[Extracted data entries]

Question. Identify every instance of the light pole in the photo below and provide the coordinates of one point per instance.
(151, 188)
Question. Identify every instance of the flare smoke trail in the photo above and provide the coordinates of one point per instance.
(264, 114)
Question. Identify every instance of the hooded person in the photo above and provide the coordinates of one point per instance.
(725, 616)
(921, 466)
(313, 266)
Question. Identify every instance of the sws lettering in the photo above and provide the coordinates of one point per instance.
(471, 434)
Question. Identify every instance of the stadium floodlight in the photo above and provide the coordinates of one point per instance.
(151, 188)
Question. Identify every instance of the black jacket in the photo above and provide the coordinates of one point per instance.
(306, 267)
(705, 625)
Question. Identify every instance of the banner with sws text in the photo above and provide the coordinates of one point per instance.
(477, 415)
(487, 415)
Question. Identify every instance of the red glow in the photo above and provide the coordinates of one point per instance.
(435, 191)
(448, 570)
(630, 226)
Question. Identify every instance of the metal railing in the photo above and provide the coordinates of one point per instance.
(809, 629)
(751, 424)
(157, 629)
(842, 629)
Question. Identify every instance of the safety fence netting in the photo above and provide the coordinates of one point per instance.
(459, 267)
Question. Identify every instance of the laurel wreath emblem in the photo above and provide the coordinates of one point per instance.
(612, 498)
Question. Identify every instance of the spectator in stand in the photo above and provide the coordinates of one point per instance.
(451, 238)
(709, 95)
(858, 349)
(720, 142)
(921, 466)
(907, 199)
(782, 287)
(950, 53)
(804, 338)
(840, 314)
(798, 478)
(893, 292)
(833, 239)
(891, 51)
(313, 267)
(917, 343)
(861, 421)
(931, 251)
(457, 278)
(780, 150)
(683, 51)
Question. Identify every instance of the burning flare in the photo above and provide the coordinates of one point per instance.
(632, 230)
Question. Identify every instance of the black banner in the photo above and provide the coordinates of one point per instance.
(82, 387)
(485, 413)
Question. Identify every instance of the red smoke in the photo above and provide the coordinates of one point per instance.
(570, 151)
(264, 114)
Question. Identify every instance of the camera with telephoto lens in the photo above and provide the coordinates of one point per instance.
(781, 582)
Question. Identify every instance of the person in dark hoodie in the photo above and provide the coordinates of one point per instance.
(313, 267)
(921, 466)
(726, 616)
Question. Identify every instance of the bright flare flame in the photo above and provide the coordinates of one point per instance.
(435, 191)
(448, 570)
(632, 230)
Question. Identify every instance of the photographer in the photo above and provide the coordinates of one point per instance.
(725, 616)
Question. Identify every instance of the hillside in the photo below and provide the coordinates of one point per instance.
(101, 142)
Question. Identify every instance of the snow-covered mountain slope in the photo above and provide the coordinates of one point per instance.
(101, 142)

## Task to carry out
Starting at the line that contains "Question. Identify every instance of the hillside", quote each remaining line of the entries above, unchanged.

## Expected answer
Question. Identify every instance of the hillside in the photo below and provide the coordinates of one point per instance.
(101, 142)
Question. Identify every instance of the snow-covered mountain slope in the photo above and provide the coordinates of one point per instance.
(101, 142)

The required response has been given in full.